(Stored data entries)
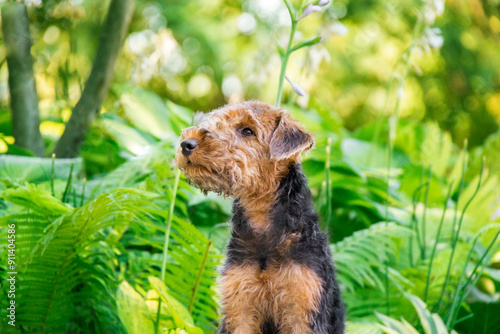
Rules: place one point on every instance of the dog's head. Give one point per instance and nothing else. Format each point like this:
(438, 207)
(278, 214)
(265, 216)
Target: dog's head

_Exercise directions_:
Copy out the rows above word for word, omitting the pictures.

_Output for this exercise_:
Rules: place one point on every instance of the dog's head. Give one point per instance and nothing else. Format each point like this:
(438, 207)
(278, 214)
(265, 216)
Target: dog's head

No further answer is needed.